[Stored data entries]
____
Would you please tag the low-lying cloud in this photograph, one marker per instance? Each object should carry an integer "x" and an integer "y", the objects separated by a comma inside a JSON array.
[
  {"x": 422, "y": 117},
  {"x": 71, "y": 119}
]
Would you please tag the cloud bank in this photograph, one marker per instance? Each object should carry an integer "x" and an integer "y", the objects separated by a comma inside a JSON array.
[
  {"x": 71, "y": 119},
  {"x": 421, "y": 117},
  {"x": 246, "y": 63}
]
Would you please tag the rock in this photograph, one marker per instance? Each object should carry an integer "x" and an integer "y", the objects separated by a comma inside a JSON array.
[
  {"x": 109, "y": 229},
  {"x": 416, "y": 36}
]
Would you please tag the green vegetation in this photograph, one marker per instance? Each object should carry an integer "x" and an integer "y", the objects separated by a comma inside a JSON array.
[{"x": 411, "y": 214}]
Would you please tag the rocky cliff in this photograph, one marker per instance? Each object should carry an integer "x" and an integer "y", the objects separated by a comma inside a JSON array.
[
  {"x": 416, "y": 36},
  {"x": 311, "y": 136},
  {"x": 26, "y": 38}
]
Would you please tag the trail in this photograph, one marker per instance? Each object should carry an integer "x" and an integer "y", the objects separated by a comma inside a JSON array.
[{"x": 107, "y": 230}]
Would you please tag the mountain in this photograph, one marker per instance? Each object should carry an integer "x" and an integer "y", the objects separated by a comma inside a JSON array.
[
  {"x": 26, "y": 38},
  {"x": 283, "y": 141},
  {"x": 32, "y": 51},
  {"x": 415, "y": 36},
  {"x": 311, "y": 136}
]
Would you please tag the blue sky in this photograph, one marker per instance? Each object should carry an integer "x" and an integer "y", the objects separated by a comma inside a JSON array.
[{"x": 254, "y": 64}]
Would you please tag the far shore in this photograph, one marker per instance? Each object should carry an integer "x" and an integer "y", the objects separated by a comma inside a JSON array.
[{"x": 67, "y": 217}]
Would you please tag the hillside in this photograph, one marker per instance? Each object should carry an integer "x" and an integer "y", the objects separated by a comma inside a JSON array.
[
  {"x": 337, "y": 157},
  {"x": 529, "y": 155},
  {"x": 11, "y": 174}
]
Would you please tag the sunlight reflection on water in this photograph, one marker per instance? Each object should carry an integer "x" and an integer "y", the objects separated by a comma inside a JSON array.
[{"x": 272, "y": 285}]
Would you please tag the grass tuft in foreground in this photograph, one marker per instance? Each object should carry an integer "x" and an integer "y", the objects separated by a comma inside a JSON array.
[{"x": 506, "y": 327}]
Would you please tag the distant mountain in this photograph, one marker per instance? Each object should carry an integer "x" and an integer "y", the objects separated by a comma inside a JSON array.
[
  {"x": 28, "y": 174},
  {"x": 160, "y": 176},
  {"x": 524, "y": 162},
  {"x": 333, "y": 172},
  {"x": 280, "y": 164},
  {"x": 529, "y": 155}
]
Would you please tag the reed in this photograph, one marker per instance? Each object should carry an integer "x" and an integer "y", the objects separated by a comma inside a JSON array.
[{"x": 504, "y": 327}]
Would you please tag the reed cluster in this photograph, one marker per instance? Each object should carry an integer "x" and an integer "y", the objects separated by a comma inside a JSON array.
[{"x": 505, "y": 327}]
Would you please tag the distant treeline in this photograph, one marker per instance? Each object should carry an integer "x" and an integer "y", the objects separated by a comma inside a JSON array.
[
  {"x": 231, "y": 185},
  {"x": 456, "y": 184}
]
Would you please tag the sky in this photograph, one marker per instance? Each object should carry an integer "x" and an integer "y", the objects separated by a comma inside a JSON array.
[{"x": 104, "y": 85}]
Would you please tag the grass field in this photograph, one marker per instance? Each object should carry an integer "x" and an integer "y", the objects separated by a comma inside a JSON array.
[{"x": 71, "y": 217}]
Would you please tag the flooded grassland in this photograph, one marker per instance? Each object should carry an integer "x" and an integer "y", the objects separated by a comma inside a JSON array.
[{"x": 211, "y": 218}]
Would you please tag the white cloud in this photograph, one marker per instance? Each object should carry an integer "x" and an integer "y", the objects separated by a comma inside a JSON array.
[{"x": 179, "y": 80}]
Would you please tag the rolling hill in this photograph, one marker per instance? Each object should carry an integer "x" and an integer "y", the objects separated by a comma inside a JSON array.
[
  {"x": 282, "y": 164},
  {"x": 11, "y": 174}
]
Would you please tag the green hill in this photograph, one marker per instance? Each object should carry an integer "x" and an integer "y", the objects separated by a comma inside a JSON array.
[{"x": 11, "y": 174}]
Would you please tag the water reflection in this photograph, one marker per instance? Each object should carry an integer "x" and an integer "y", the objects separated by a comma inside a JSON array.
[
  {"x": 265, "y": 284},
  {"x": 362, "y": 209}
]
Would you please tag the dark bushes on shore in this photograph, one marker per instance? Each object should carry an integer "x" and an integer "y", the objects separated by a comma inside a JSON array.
____
### EXERCISE DETAILS
Please output the complete data exactly.

### RESPONSE AREA
Would you please tag the low-lying cloud in this photograph, one marker per instance? Each object should carry an integer "x" and an integer "y", the objects separated by a comma inside a JSON array.
[
  {"x": 422, "y": 117},
  {"x": 71, "y": 119}
]
Would you please tag the cloud bank in this photograph, one marker per instance? Each object should carry an integer "x" and an integer "y", the objects separated by a comma inside a JSON array.
[
  {"x": 71, "y": 119},
  {"x": 421, "y": 117},
  {"x": 246, "y": 63}
]
Would you please tag the rock in this photograph, one marker per instance? Each object should carry an integer "x" and an integer "y", the objects separated by a comma inside a JSON array.
[
  {"x": 109, "y": 229},
  {"x": 416, "y": 36}
]
Would you please tag the green vegetation in this photograph, one marker per instance? Each object should carry an integer "x" and an integer "y", the objects separated by a comma inside a JSON array.
[{"x": 411, "y": 214}]
Would you please tag the rocky cliff in this photograph, one marker per instance? Each object should carry an integer "x" and an integer "y", the objects separated by a comma inside a JSON array.
[
  {"x": 416, "y": 36},
  {"x": 311, "y": 136},
  {"x": 26, "y": 38}
]
Would you please tag the trail in this photograph, one marker per instance? Each object should carry an integer "x" and an integer "y", the objects separated by a comma inside a JSON array.
[{"x": 107, "y": 230}]
Would you please tag the mountain in this photograph, one marker per instance? Each object should carry an integer "x" and an integer "y", the objects separated by a comma inside a JSON array.
[
  {"x": 26, "y": 38},
  {"x": 283, "y": 141},
  {"x": 32, "y": 51},
  {"x": 415, "y": 36},
  {"x": 311, "y": 136}
]
Would you please tag the blue sky in this photograph, one marker per instance? Each object should carry an integer "x" and an integer "y", the objects separated by a comma inside a JSON array.
[{"x": 254, "y": 64}]
Would you please tag the far shore in this photograph, one marker per instance? Each object should carry an integer "x" and an integer "y", the objects separated by a comma inside a JSON array.
[{"x": 67, "y": 217}]
Would you please tag the hillside in this photograph, one marker per instance? Each object should carry an integer "x" and an integer "y", the objects separated by a comma inside a JSON array.
[
  {"x": 337, "y": 157},
  {"x": 529, "y": 155},
  {"x": 11, "y": 174}
]
Would you please tag the sunlight reflection on water in this photograph, one marker per instance? Each object should carry an integer "x" and an integer "y", the objects separated by a comma inside a JSON array.
[{"x": 272, "y": 285}]
Would you please tag the grass tuft in foreground in this photograph, one marker per instance? Each object should carry an integer "x" and an integer "y", the objects separated by a comma inside a JSON array.
[{"x": 506, "y": 327}]
Would you please tag the distant mountain in this photograph, one marker per instance? Each object should carry an integer "x" and an integer "y", the objects separated by a comma inside a JSON array.
[
  {"x": 28, "y": 174},
  {"x": 160, "y": 176},
  {"x": 524, "y": 162},
  {"x": 333, "y": 172},
  {"x": 280, "y": 164},
  {"x": 529, "y": 155}
]
Would you please tag the reed in this photograph, one marker per instance? Each object should carry an integer "x" and an integer "y", the objects separated by a comma inside a JSON array.
[{"x": 504, "y": 327}]
Would you please tag the reed cluster in this photograph, one marker per instance? Each object should carry an integer "x" and an integer "y", the objects separated by a comma inside a JSON array.
[{"x": 505, "y": 327}]
Would you please tag the distant treeline in this photograph, one marker per instance? Each object should carry an integer "x" and an integer "y", the objects separated by a comma inside a JSON array.
[
  {"x": 231, "y": 185},
  {"x": 456, "y": 184}
]
Would you please tag the sky in this photograph, one marker per instance? Each object should carry an integer "x" and an integer "y", the objects separated by a comma inside a JSON array.
[{"x": 104, "y": 85}]
Would you please tag the grass field in this photograph, one marker per instance? Each object should carry an integer "x" and an integer "y", the objects separated by a comma inside a JSON array.
[{"x": 71, "y": 217}]
Would you please tag the flooded grassland in this photograph, one marker per instance? Each object should carry an integer "x" and an integer "y", the objects separated by a comma inside a JSON array.
[{"x": 211, "y": 218}]
Would you please tag the white cloud in this photograph, one marker per instance? Each object should carry an integer "x" and an integer "y", the objects separated by a comma inside a JSON array.
[{"x": 179, "y": 80}]
Would you please tag the rolling hill in this photograph, one marker per instance? Each object should carry an integer "x" and an integer "y", the objects separated by a comma inside a JSON array.
[
  {"x": 282, "y": 164},
  {"x": 11, "y": 174}
]
Would you please tag the green hill in this photograph, one marker per instance? Each object should carry an integer "x" and an integer "y", the objects separated by a comma inside a JSON array.
[{"x": 11, "y": 174}]
Would you please tag the water reflection in this photograph, one marker per instance? Each object should carry an integer "x" and an integer "y", the objects separated by a comma inside a JSON array.
[
  {"x": 265, "y": 284},
  {"x": 362, "y": 209}
]
Would you please tag the dark bushes on shore in this photograph, one marker per instance? Each object should carry an integer "x" and an integer "y", the objects separated by a comma inside a JSON array.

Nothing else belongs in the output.